Activity:
Copy the stretch from the line containing "</instance>" through the final line, swapping "clicks" for "points" and leaving everything else unchanged.

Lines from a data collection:
=== Begin Enclosure ===

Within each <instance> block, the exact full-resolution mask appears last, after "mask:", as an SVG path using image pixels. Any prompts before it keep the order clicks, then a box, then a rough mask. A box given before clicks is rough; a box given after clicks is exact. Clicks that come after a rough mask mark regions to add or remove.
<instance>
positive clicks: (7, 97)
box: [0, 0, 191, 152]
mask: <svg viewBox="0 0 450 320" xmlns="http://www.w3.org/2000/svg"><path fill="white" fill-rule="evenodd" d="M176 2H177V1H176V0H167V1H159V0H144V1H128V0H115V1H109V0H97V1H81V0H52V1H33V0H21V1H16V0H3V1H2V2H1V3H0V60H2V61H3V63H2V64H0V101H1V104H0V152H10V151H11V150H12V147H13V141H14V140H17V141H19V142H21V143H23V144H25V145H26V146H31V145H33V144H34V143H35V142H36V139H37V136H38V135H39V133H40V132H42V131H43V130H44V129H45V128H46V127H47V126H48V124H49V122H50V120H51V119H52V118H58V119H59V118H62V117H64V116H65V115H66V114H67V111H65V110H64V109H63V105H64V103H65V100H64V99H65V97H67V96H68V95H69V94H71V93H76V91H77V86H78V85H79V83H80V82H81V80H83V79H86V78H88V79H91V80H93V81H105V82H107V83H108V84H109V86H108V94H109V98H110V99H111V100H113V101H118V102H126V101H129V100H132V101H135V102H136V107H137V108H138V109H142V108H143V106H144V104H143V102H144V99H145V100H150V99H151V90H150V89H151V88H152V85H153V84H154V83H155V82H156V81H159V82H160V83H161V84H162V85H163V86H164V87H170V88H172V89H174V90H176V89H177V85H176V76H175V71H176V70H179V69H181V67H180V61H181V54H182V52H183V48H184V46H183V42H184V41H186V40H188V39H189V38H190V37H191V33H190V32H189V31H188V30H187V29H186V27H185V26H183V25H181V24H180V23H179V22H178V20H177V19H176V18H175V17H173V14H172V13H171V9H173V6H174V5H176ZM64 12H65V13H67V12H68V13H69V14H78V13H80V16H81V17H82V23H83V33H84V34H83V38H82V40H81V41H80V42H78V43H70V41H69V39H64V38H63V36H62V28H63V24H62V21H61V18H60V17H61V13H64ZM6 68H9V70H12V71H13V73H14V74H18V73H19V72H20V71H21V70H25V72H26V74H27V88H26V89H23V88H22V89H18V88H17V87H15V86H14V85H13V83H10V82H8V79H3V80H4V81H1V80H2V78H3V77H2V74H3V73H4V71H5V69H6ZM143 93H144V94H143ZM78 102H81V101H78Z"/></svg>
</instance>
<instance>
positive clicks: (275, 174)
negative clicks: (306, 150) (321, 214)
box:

=== End Enclosure ===

Answer for this exercise:
</instance>
<instance>
positive points: (275, 174)
negative points: (306, 150) (321, 214)
box:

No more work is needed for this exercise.